### [Assignment]
The answer must consist of every line from the entries below that contains the word "trace".

### [Data shown]
********************

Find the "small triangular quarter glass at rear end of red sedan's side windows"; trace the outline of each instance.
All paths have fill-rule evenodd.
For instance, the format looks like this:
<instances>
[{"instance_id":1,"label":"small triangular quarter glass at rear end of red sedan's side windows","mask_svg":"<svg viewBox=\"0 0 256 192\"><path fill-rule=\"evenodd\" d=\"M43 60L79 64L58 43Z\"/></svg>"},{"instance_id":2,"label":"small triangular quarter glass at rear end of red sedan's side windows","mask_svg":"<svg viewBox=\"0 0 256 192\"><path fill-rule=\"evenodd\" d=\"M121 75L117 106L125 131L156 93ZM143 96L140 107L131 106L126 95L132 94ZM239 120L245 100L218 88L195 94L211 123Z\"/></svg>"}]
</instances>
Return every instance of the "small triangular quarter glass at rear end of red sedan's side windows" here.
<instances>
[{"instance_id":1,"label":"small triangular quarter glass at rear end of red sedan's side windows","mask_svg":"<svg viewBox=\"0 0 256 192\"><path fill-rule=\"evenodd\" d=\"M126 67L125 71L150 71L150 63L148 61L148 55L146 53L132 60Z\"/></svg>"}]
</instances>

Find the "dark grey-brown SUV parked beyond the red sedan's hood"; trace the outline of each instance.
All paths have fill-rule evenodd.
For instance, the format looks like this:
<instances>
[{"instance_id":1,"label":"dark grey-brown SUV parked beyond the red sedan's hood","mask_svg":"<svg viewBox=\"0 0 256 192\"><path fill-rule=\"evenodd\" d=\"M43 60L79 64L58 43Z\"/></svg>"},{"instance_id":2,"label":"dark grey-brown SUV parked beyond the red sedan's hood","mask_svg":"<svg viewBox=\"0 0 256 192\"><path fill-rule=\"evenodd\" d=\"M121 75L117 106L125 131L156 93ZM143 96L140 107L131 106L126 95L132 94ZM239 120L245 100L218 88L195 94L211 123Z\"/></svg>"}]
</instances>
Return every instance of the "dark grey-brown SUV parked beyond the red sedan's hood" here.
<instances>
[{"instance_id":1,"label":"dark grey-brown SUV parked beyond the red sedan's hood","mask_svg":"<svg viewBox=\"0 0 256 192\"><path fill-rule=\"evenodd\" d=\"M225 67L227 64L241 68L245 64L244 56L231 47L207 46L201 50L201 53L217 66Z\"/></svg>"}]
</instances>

********************

### [Reply to the exercise]
Find the "small triangular quarter glass at rear end of red sedan's side windows"; trace the outline of each instance.
Find the "dark grey-brown SUV parked beyond the red sedan's hood"; trace the outline of each instance.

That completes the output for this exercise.